START EXCERPT TO READ

Hummus is seriously something that I eat nearly every day. I will make a large batch on the weekend and take it with lots of raw veggies to work for lunches throughout the week. Given my busy and unpredictable schedule at work, I don’t always have a ‘lunch break’, I have random times throughout the day where I can snack on something, which makes hummus perfect.
Now that we have our own tahini and perfectly cooked chickpeas, and roasted red peppers, we have everything we need to make hummus truly from scratch!
Olive oil, roasted red peppers, cooked chickpeas, garlic, lemon juice, tahini, and salt.
First, I mince the garlic. I used about three big cloves because I like hummus a little garlic-ier than not. But whatever works for you. Normally I’d do just mince it with a knife, but look at the cool new toy my mom sent us for Christmas! It’s a Garlic Twist which I never knew existed but now am so in love with!

END EXCERPT TO READ
START SUPPLIED RECORDS

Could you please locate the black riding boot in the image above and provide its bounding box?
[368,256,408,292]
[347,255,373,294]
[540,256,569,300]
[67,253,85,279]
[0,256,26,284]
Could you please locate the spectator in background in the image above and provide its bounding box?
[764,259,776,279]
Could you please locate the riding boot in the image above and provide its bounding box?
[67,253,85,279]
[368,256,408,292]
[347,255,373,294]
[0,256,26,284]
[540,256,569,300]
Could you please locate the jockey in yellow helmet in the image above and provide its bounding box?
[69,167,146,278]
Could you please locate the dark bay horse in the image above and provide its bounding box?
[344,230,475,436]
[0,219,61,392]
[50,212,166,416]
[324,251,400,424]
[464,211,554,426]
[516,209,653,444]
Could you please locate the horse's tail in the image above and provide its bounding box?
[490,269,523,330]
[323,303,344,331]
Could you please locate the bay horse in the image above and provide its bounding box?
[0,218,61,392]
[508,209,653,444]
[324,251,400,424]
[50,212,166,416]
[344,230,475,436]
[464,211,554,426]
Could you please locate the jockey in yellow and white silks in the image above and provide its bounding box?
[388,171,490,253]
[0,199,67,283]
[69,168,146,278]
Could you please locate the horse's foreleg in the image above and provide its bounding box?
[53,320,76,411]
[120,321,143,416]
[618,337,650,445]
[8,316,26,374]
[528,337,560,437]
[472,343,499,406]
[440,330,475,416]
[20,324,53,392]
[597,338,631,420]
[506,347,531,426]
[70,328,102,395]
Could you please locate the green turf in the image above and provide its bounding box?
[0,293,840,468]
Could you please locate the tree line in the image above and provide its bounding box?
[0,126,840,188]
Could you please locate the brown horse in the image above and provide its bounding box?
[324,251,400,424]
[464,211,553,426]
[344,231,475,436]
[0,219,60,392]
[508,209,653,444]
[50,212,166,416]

END SUPPLIED RECORDS

* [REQUIREMENT A]: In the hummus post, how many garlic cloves were used?
* [REQUIREMENT B]: Copy the hummus post word for word, starting with "Now that we" and going on through "tahini, and salt.".
The items aren't needed for any of this.

* [ANSWER BOX A]: About three big cloves.

* [ANSWER BOX B]:
Now that we have our own tahini and perfectly cooked chickpeas, and roasted red peppers, we have everything we need to make hummus truly from scratch!
Olive oil, roasted red peppers, cooked chickpeas, garlic, lemon juice, tahini, and salt.